◆ PROBLEM TO WORK ON: Write out the British Democrats text again, starting with "Electoral performance" and going on through "polled 133 (4.0%).", and swap "candidates" for "nominees" wherever it appears.

◆ GIVEN TEXT:
Following the dissolution of the For Britain Movement and the prolonged inactivity of the British National Party, a multitude of nationalist local councillors and prominent far-right activists have subsequently begun coalescing around the British Democrats.

In September 2022, BDP's chairman, James Lewthwaite, shared a platform at a far-right meeting in Preston, Lancashire, with Stephen Frost, the leader of the Neo-Nazi British Movement (BM).

Policies 
According to the party's website, the British Democrats support holding a referendum on the reintroduction of the death penalty and the creation of a devolved English parliament. They are unionist, and oppose a Second Scottish independence referendum or the inclusion of former Irish Republican Army members in Northern Irish legislatures. The party is critical of foreign aid and intervention, instead proposing that British troops are diverted to the country's borders to prevent illegal immigration.

The BDP frequently voices support for "ending all immigration" through mandatory repatriation of foreign criminals and incentivised repatriation of unassimilated immigrants, as well as by withdrawing from the 1951 Refugee Convention, European Convention on Human Rights (ECHR) and the Global Compact for Migration. The party also opposes laws that they perceive as mandating preferential treatment for immigrants and ethnic minorities, including hate speech laws.

The British Democrats claim that their protectionist policy of "economic nationalism" will prioritise local British workers and increase sufficiency. They are critical of globalisation, the employment of foreign doctors in the NHS, and of providing care for "health tourists". The party campaigned for the UK's withdrawal from the European Union, citing the cost and perceived lack of democracy within EU institutions.

The British Democratic Party's official platform proposes that students in state schools should be taught from a "non-denominational Christian perspective" and it opposes Drag Queen Story Hours or youth gender reassignment. The party has denounced ideologies such as political correctness, islamisation and communism, and their environmental policy is mostly concerned with issues like urban sprawl, but does not mention climate change. The BDP's attitude towards social issues has a generally Christian conservative perspective.

Electoral performance
The party fielded three candidates in the 2013 English County Council elections: two in north Leicestershire and one in Pendle, Lancashire. In Leicestershire, the party polled 215 votes (7.4%) in Coalville and 206 votes (7.4%) in Loughborough South, while in Lancashire it polled 133 (4.0%).

In a by-election for the Loughborough Hastings ward of Charnwood Borough Council on 24 October 2013, the British Democrats polled 85 votes (9.4%).

The party did not contest the May 2014 European Parliament election, but stood candidates in the local elections: two in Bradford, one in Leeds, three in Newcastle upon Tyne and one in the London Borough of Redbridge.

In a by-election for the Thurmaston Ward of Charnwood Borough Council on 31 July 2014, the British Democrats polled 94 votes (5.1%) beating the BNP into fifth place with 58 votes (3.2%).

◆ SOURCE MATERIAL:

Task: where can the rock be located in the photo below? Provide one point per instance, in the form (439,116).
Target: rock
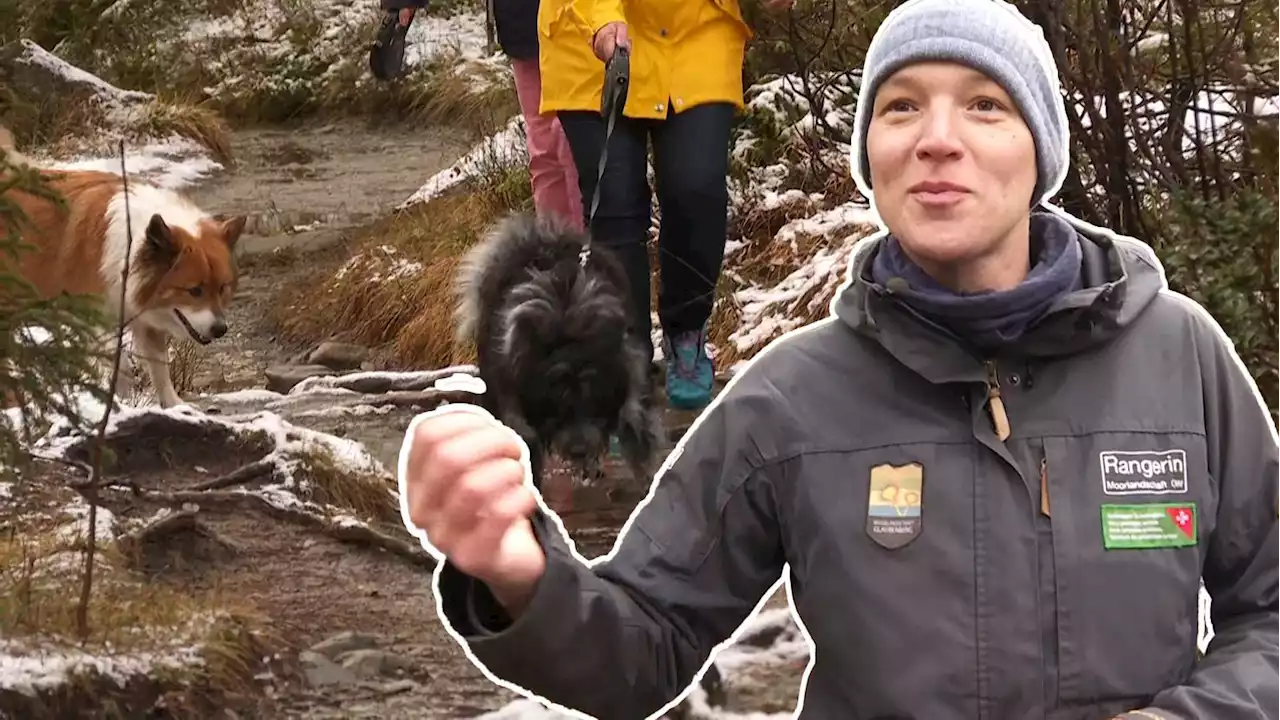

◆ SOLUTION TO THIS EXERCISE:
Electoral performance
The party fielded three nominees in the 2013 English County Council elections: two in north Leicestershire and one in Pendle, Lancashire. In Leicestershire, the party polled 215 votes (7.4%) in Coalville and 206 votes (7.4%) in Loughborough South, while in Lancashire it polled 133 (4.0%).